Das wäre alles nichts anderes als eine kleine Anekdote aus der Vergangenheit, wenn es mich nicht auch erwischt hätte. Eigentlich habe ich eine robuste Gesundheit, treibe Sport, betätige regelmäßig ein Blasinstrument und lebe, bis auf die eine oder andere Zigarre, ganz gesund. Ich verfüge auch über eine solide Portion Selbstsicherheit, weil ich schon einiges erlebt habe und mich so schnell nichts mehr aus der Ruhe bringen kann. Selten beschleunigt sich mein Puls, nur wenn ich in Rage gerate, aber das ist eher selten. Es gibt allerdings eine große Ausnahme: Schalke 04. Sobald ich ein Spiel von Schalke im Fernsehen verfolge, bin ich ein anderer Mensch.

Dann rast mein Puls und ich kann keine Tasse mehr halten. Ich rauche dann alles, was ich greifen kann und inhaliere die schwärzesten Tabake. Geschieht eine Ungerechtigkeit auf dem Platz, d.h. wird ein Schalker gefoult, dann fange ich aus Empörung an zu schreien und finde ganz spontan betrüblich klingende Formulierungen, die mir sonst nicht in den Sinn kommen. Die Form emotionaler Aufwallung und gesundheitlicher Gefährdung wird nur noch übertroffen durch ein Spiel im Stadion. Dann gehe ich schon mit dem Sensenmann Hand in Hand auf meinen Platz und ich spüre, wie mir das Herz den schaurigen Makabré in der Halsgegend tanzt. Ich sehe dann auch kaum noch etwas, immer wieder bekomme ich ein Flackern in den Blick, das ein guter Freund mit dem harten Wort der hysterischen Erblindung bezeichnet.

Jahrelang hatte ich die Stadien gemieden, in denen je eine Schalker Mannschaft auftauchen könnte und dann ließ es sich nicht mehr verhindern. Mit dem kometenhaften Aufstieg der TSG Hoffenheim und ihrem vorläufigen Stadionmangel. Da sprang dann Mannheim, die Stadt in der ich lebe, bereitwillig ein, um ihrer entwöhnten Bevölkerung einmal wieder Bundesligafußball zu bieten. Und prompt bekam ich auch noch eine Karte für das letzte Spiel der Hinrunde und damit der TSG Hoffenheim in Mannheim. Der Gegner war Schalke.

Zeilen aus einem Zeigedatensatz:

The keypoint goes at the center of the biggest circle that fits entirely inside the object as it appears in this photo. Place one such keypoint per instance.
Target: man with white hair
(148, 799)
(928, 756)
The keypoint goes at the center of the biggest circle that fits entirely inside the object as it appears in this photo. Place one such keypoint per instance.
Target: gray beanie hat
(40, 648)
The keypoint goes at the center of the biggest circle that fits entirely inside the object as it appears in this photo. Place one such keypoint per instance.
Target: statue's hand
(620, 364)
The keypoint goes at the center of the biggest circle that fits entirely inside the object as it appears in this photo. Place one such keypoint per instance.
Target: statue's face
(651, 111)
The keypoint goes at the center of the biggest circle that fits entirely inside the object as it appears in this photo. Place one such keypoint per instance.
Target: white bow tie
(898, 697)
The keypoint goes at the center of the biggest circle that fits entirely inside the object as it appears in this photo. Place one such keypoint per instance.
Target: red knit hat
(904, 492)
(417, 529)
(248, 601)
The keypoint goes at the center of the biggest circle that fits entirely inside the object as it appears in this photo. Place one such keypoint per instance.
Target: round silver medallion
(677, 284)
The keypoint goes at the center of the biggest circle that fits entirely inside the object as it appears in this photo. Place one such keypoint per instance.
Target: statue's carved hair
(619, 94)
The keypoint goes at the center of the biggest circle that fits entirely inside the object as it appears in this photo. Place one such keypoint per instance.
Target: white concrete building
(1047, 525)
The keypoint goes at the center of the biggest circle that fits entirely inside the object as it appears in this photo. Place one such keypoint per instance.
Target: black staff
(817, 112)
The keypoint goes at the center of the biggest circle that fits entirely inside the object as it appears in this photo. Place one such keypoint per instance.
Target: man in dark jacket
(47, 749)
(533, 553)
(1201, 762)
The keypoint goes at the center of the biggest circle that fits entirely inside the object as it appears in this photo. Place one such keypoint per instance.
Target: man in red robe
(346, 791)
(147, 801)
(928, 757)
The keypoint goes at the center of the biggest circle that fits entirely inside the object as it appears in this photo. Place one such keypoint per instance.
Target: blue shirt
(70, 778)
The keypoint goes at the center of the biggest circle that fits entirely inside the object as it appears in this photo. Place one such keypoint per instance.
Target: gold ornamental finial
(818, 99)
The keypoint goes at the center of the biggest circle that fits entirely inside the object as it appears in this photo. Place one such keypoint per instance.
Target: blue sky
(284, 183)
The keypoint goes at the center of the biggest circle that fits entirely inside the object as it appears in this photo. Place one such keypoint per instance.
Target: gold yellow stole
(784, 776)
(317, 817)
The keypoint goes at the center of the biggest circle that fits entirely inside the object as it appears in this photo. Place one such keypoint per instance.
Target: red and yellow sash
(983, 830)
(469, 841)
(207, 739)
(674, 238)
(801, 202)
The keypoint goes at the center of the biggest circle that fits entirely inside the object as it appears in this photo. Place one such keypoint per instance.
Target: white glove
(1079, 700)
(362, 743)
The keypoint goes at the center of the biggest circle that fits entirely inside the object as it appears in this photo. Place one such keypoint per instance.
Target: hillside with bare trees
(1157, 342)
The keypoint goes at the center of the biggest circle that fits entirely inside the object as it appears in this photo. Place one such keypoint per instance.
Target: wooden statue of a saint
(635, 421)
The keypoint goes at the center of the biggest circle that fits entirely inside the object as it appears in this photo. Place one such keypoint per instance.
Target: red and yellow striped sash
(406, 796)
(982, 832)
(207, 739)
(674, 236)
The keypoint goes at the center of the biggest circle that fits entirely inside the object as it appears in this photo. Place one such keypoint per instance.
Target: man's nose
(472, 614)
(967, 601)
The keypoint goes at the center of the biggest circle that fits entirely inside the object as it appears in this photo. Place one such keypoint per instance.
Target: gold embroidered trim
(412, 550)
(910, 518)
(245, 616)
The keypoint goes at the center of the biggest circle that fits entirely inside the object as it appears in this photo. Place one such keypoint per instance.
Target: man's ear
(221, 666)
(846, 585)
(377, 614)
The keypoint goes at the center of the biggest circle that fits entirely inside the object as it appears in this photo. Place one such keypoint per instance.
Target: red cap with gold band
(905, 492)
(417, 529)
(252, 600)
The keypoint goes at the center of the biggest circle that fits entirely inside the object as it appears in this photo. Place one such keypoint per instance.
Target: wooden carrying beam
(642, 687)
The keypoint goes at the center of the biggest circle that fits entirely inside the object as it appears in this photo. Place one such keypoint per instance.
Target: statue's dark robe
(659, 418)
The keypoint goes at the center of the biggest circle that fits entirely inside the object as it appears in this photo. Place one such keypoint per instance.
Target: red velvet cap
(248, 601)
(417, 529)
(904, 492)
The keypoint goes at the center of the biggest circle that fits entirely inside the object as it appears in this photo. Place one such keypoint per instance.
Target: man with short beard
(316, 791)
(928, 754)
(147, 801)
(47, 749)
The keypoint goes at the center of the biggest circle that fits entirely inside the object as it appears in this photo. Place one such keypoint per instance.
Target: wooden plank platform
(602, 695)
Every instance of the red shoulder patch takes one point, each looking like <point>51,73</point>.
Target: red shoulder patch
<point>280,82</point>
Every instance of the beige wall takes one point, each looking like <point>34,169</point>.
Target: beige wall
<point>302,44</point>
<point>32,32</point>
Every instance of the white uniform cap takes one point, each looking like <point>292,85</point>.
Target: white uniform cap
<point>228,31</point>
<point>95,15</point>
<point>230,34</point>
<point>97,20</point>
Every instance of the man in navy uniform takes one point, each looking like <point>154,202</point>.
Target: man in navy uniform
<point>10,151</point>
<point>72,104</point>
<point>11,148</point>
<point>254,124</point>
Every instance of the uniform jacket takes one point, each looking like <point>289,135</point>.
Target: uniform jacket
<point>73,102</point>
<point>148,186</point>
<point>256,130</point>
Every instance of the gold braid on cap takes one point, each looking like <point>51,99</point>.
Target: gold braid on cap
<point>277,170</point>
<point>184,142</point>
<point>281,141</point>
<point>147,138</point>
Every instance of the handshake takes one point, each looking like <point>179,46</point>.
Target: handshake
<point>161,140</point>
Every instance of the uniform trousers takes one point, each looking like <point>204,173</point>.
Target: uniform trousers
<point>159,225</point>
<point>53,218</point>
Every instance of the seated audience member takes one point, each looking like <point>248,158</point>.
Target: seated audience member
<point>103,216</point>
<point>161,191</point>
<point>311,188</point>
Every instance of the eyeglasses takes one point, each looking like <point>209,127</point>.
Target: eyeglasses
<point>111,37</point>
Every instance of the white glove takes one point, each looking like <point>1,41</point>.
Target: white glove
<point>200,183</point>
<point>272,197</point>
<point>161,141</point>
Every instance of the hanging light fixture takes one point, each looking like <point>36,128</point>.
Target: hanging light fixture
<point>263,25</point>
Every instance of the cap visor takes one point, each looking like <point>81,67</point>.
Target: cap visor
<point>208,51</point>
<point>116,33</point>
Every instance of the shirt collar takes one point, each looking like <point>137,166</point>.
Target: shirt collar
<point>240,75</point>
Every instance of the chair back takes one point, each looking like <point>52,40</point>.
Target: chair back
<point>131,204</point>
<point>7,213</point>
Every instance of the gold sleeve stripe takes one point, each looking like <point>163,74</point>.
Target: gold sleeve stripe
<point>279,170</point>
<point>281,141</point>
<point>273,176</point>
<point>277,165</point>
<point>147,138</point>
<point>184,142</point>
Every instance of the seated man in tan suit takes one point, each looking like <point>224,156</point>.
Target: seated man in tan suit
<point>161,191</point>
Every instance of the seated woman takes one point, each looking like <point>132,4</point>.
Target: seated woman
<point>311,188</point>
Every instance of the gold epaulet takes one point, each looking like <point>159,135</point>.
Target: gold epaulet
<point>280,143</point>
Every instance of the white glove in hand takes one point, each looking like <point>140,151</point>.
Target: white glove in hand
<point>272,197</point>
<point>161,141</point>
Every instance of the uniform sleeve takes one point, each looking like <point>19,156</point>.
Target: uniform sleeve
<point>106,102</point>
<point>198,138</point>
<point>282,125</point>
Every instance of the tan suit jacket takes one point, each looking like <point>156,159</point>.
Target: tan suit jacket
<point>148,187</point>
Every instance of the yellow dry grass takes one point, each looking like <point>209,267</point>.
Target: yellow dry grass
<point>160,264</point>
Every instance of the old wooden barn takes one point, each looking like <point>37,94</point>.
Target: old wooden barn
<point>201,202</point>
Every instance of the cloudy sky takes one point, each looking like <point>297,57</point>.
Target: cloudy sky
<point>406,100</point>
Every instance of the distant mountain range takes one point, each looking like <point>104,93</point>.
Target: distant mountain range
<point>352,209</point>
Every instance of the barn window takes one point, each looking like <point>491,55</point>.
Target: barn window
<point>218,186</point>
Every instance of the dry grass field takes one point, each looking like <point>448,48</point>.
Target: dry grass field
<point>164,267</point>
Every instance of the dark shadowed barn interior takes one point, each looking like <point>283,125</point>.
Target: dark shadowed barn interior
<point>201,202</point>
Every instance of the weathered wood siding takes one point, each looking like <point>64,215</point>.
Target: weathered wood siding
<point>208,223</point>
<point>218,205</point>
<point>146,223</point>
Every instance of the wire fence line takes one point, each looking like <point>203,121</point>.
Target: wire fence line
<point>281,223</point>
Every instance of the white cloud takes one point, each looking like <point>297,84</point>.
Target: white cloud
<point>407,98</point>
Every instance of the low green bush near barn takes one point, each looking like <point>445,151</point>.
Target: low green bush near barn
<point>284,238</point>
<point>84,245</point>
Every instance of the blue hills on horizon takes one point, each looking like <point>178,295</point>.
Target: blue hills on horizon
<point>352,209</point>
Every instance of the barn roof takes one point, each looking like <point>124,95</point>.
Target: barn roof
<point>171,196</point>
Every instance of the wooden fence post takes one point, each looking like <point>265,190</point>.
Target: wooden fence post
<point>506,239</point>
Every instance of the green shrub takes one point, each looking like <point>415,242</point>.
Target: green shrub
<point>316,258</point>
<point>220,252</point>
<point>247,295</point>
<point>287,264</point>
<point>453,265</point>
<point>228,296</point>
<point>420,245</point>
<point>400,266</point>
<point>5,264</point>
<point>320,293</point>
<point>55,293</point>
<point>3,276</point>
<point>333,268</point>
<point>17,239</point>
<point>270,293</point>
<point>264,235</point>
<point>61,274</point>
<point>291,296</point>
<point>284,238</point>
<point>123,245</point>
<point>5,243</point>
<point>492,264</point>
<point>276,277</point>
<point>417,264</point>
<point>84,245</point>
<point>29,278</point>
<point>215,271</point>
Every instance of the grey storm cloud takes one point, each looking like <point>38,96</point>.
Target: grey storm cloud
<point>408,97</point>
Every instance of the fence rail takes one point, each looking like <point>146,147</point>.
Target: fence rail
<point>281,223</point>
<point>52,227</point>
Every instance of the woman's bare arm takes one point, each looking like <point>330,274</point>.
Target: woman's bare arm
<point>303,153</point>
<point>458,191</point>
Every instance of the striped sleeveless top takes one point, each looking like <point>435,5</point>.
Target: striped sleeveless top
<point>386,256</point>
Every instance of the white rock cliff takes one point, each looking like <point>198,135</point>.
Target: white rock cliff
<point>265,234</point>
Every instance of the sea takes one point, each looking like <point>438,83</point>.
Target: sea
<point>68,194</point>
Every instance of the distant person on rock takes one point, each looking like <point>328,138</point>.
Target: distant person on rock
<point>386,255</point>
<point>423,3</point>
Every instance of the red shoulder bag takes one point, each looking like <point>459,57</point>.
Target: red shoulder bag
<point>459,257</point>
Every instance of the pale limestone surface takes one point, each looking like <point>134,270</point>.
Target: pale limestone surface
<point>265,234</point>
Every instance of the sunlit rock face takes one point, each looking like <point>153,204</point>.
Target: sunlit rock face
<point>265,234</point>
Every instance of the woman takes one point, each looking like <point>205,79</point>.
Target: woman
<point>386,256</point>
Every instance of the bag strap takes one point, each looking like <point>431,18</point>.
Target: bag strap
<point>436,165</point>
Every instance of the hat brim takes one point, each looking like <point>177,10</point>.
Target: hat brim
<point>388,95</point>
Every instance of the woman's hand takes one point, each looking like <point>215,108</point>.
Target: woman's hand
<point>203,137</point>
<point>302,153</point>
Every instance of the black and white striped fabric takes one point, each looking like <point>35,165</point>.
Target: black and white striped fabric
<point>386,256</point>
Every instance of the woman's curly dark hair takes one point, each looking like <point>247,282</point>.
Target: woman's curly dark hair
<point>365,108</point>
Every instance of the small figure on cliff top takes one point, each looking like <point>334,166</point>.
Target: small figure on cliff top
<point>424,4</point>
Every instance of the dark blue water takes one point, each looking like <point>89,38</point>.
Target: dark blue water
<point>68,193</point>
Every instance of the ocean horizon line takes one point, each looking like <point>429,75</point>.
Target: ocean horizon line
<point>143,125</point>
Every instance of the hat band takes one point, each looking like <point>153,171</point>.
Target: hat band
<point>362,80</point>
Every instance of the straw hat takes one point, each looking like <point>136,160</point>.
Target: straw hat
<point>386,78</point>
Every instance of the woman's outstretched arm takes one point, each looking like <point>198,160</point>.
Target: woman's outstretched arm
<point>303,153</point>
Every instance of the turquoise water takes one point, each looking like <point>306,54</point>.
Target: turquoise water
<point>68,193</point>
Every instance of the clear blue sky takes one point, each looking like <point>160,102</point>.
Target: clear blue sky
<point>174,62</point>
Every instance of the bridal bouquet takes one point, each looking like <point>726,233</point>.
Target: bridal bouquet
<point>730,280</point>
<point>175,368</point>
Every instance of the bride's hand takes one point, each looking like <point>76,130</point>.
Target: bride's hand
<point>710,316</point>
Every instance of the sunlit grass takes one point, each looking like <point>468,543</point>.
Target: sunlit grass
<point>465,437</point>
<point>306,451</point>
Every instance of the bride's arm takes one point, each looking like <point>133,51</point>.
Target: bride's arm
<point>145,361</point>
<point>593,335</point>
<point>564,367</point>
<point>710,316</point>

**AUFGABENSTELLUNG:** Schreiben Sie den Text über die Schalke-Leidenschaft im Anschluss an seinen letzten Satz weiter. Die Datensätze stehen in keinem Zusammenhang mit dem Text über die Schalke-Leidenschaft.

**ERGEBNIS:**
Nach vielen Jahren der Abstinenz sah ich also wieder ein Spiel direkt im Stadion. Leider war Schalke in dieser Saison alles andere als gut und den Stoff für das notwendige Adrenalin lieferte recht schnell das Verhalten der Spieler auf dem Platz und ein Schiedsrichter namens Wackelmann, der systematisch versuchte, mich in die Arme vom Sensenmann zu treiben, der natürlich mit seinem breiten Grinsen neben mir stand. Zunächst, und dieser Einwurf sei mir erlaubt, obwohl er nicht direkt etwas mit der Geschichte zu tun hat, fiel mir auf, dass die in der Presse seit Wochen gelobte junge und dynamische Hoffenheimer Mannschaft, die als Beweis für den Erfolg einer gut angelegten Jugendarbeit allerorts zitiert wurde, vom Aussehen den Eindruck einer verspäteten Werbung für die Bewegung der Blockfreien aussah. Die eine Hälfte der Spieler kam aus Afrika, die andere vom Balkan. Das wäre was für Tito gewesen, nach Jugendfußball im Kraichgau sah das aber nicht aus. Aber egal. Schließlich stand ich jetzt an diesem kalten Septembersonntag im Mannheimer Carl-Benz-Stadion und musste mir ansehen, wie die Hoffenheimer den Schalker Spielern in die Beine sensten, dass es bis hinauf auf die Tribüne krachte, ohne dass Herr Wackelmann auch nur einmal reagiert hätte. Setzte sich hingegen ein Hoffenheimer spielerisch nicht gegen einen Schalker durch, fiel sofort ein Pfiff und Hoffenheim bekam einen Freistoß. Bei so vielen gepfiffenen Fouls bleiben die gelben Karten nicht aus und es dauerte nicht lange, bis ein Schalker Rot sah. Da lief ich schon schreiend die Tribünentreppe hoch und wieder runter, hatte einen Zwanzigeuroschein in der Hand und rieb ihm immer zwischen Daumen und Zeigefinger, um dem Publikum zu erklären, wer hier wohl für diese grausame Parteilichkeit bezahlt worden war. Als dann kur vor dem Pausenpfiff das 1:0 für Schalke fiel, war ich bereits heiser und zitterte am ganzen Körper und der mich immer genau beobachtende Sensenmann ging nicht einmal auf die Toilette, um ja nichts zu verpassen.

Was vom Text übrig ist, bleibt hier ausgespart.